═════ SOURCE DATA

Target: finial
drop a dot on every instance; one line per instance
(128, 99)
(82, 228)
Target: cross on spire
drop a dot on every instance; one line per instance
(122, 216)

══════════

# PROMPT
Render the records above as a two-column CSV with the columns "text" and "answer", one row per record. Put each field in double quotes and replace any line breaks inside a field with spaces.

# RESULT
text,answer
"Target: finial drop a dot on every instance; one line per instance","(128, 99) (82, 228)"
"Target: cross on spire drop a dot on every instance; one line per instance","(122, 216)"